◆ **TEXT SHOWN**
About GC Overhead limit exceeded error

Hi,

 

I had many jobs failing with exception: GC overhead limit exceeded yesterday morning and night before that and I am trying to understand why it happened.

Background:

I was testing an API job which had taken a little longer than expected, so I cancelled it in Matillion. Henceforth, whichever job I was trying to test was giving the GC overhead limit exceeded error.

Matillion could not connect to server(Snowflake) and any action was time-consuming. I checked the Snowflake history if any query had taken longer than expected but nothing unusual. All scheduled jobs gave same error next day.

We had to restart the Matillion instance to fix the issue.

So my question is that why the memory was not freed up even if I cancelled the job and what exactly is GC overhead limit exceeded and how to avoid such situation.

Hi @NeelamMacwan​,

I'd say first that any java.lang.OutOfMemoryError can be difficult to track down, because they are cumulative problems .. the total amount of memory needed by every running thread (including the Matillion UI itself) has exceeded some threshold.

There are two very similar errors: "Java heap space" and "GC Overhead limit exceeded":

  • "Java heap space" - a thread requested more memory than was available
  • "GC Overhead limit exceeded" - the JVM calculated it very likely that a thread was about to request more memory than was available

In your case I'd agree it's likely that the failed API job was the root cause. It would definitely be worth some investigation. Perhaps the API was returning a large number of records without paging? Or perhaps relatively few, but very wide records?

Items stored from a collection
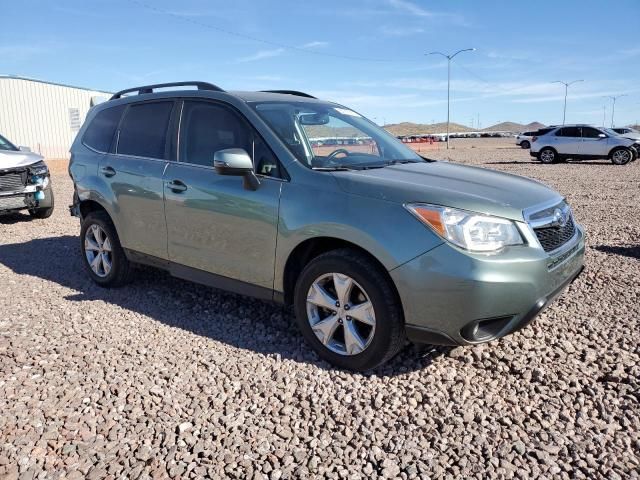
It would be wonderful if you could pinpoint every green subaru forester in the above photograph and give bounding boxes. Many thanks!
[69,82,584,370]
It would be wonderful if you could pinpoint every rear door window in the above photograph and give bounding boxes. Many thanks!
[82,105,125,153]
[118,101,173,159]
[556,127,582,138]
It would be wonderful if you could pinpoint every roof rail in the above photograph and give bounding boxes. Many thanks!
[261,90,316,98]
[110,82,224,100]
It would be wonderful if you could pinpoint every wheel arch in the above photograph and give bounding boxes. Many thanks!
[78,199,113,221]
[607,145,633,159]
[283,236,402,305]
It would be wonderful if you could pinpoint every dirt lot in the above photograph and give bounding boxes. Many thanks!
[0,139,640,479]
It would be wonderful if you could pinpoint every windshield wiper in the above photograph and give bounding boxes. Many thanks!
[385,159,420,166]
[311,167,354,172]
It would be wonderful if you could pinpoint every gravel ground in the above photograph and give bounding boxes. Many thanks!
[0,139,640,479]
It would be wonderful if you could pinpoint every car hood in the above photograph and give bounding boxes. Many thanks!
[0,150,43,170]
[334,162,562,221]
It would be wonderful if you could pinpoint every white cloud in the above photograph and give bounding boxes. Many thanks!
[380,25,424,37]
[300,40,329,48]
[388,0,435,17]
[236,48,285,63]
[387,0,469,27]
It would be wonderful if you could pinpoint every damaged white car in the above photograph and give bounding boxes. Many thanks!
[0,135,54,218]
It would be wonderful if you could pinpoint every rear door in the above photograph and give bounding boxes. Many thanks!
[580,127,609,157]
[98,100,174,259]
[553,127,582,156]
[164,100,284,290]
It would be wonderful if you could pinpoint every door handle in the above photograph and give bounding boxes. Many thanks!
[167,180,187,193]
[100,167,116,177]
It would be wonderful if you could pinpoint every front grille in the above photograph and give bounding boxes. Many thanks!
[534,215,576,252]
[0,170,27,192]
[0,196,27,210]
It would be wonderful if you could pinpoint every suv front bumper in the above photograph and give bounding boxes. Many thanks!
[390,225,585,345]
[0,181,52,214]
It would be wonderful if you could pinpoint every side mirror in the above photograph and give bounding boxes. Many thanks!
[213,148,260,190]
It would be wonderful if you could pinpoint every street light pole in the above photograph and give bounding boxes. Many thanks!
[605,93,627,128]
[551,80,584,125]
[425,48,475,150]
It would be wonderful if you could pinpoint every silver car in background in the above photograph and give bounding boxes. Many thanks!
[530,125,638,165]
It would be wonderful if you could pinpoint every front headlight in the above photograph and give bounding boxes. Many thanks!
[405,203,524,252]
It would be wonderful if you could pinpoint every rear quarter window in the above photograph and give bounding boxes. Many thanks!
[118,101,173,159]
[82,105,125,152]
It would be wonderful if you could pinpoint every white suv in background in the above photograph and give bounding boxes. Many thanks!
[516,127,553,148]
[530,125,638,165]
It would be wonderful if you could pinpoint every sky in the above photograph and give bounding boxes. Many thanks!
[0,0,640,128]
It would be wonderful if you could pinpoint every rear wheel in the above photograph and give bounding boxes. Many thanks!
[80,211,131,287]
[611,147,633,165]
[294,249,405,371]
[538,148,558,164]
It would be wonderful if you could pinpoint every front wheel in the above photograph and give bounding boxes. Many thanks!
[294,249,405,371]
[538,148,558,164]
[29,190,55,219]
[611,147,633,165]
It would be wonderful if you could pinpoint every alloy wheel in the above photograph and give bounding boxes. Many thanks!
[613,150,631,165]
[84,224,113,278]
[307,273,376,355]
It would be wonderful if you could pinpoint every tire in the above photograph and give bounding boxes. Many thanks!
[80,211,132,288]
[29,190,55,219]
[538,147,558,164]
[609,147,634,165]
[294,249,406,371]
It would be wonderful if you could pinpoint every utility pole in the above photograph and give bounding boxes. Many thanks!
[551,80,584,125]
[604,93,628,128]
[425,48,475,150]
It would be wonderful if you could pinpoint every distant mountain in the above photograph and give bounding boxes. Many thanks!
[384,122,473,137]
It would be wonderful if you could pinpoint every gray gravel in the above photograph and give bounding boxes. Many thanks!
[0,139,640,479]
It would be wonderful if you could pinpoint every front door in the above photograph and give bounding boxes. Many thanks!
[99,101,174,259]
[164,100,282,290]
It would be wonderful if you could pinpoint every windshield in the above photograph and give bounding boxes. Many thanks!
[251,102,425,170]
[0,135,18,152]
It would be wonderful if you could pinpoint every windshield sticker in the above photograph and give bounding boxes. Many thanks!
[334,107,360,117]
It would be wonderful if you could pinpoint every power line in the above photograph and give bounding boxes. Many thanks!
[128,0,417,63]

◆ **GIVEN INSTRUCTION**
Extract the full thread about the GC overhead limit error, word for word. The records are separate material, unrelated to the thread about the GC overhead limit error.

◆ **REPLY TO THE EXERCISE**
About GC Overhead limit exceeded error

Hi,

 

I had many jobs failing with exception: GC overhead limit exceeded yesterday morning and night before that and I am trying to understand why it happened.

Background:

I was testing an API job which had taken a little longer than expected, so I cancelled it in Matillion. Henceforth, whichever job I was trying to test was giving the GC overhead limit exceeded error.

Matillion could not connect to server(Snowflake) and any action was time-consuming. I checked the Snowflake history if any query had taken longer than expected but nothing unusual. All scheduled jobs gave same error next day.

We had to restart the Matillion instance to fix the issue.

So my question is that why the memory was not freed up even if I cancelled the job and what exactly is GC overhead limit exceeded and how to avoid such situation.

Hi @NeelamMacwan​,

I'd say first that any java.lang.OutOfMemoryError can be difficult to track down, because they are cumulative problems .. the total amount of memory needed by every running thread (including the Matillion UI itself) has exceeded some threshold.

There are two very similar errors: "Java heap space" and "GC Overhead limit exceeded":

  • "Java heap space" - a thread requested more memory than was available
  • "GC Overhead limit exceeded" - the JVM calculated it very likely that a thread was about to request more memory than was available

In your case I'd agree it's likely that the failed API job was the root cause. It would definitely be worth some investigation. Perhaps the API was returning a large number of records without paging? Or perhaps relatively few, but very wide records?